- WHAT YOU ARE ASKED TO DO -
Lines below starting with the line with "Query: platform marking line" and going on through the line with "Query: red train body" must be output exactly; the rest of the records must be left out.
** RECORDS FOR THE TASK follows **
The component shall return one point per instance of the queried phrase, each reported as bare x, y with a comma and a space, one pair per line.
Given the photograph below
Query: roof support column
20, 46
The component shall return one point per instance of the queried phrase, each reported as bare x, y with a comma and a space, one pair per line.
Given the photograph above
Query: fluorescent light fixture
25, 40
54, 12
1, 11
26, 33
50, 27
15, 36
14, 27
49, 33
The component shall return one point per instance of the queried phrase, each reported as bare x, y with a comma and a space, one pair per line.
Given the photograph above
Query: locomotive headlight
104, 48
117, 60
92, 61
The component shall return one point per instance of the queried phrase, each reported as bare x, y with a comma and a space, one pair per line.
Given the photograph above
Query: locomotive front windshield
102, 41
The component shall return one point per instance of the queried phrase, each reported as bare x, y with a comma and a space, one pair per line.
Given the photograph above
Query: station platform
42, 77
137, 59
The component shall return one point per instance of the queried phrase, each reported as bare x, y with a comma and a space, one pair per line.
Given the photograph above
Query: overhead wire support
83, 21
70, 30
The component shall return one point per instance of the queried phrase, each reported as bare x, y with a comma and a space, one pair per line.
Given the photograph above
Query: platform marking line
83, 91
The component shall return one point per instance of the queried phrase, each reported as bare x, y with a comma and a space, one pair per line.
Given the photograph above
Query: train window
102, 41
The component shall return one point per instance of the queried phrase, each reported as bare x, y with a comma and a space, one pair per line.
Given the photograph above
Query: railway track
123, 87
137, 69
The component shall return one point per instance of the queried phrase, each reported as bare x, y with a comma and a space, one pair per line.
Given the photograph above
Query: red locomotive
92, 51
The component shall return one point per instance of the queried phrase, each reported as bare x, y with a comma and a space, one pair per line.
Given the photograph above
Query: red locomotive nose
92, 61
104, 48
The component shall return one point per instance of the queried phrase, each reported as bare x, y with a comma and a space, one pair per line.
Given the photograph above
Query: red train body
** End of RECORDS FOR THE TASK **
** RECORDS FOR THE TASK follows **
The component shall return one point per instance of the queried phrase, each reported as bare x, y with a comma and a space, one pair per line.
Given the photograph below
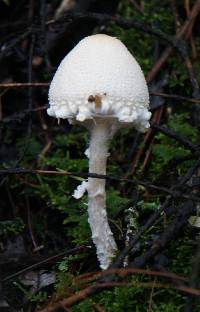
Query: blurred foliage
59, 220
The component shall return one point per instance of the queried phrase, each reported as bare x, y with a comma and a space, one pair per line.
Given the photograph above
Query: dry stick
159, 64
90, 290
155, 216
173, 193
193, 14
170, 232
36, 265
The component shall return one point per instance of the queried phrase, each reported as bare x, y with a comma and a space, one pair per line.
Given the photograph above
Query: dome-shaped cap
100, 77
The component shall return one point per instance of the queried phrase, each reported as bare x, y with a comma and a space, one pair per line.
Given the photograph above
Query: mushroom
** End of RECORDS FOR THE TASK **
- WRITTEN REPLY -
Query: platform marking line
83, 91
The component shall return one point per instance of the queried phrase, each reported as bare x, y with a comma and a space, one pair per line.
Given the photograph above
Query: train window
102, 41
The component shall return one point per instance of the queried phrase, each reported as bare x, y with a comma and a space, one pair per line.
Given the photograph above
Query: railway track
123, 87
137, 69
The component shall return one point per instance of the queried phrase, each reported as bare x, y with a comma and a space, one pair per line.
Given the photograph above
Query: red locomotive
92, 51
The component shall return one point per instance of the queried phrase, each reported as bare x, y with a comma and a space, one pair per line.
Given the photograph above
Query: red locomotive nose
92, 61
104, 48
The component shall return one point per instance of the queried phrase, each reported as bare x, y with a comma and a space, one pair per line.
Given the photograph above
Query: red train body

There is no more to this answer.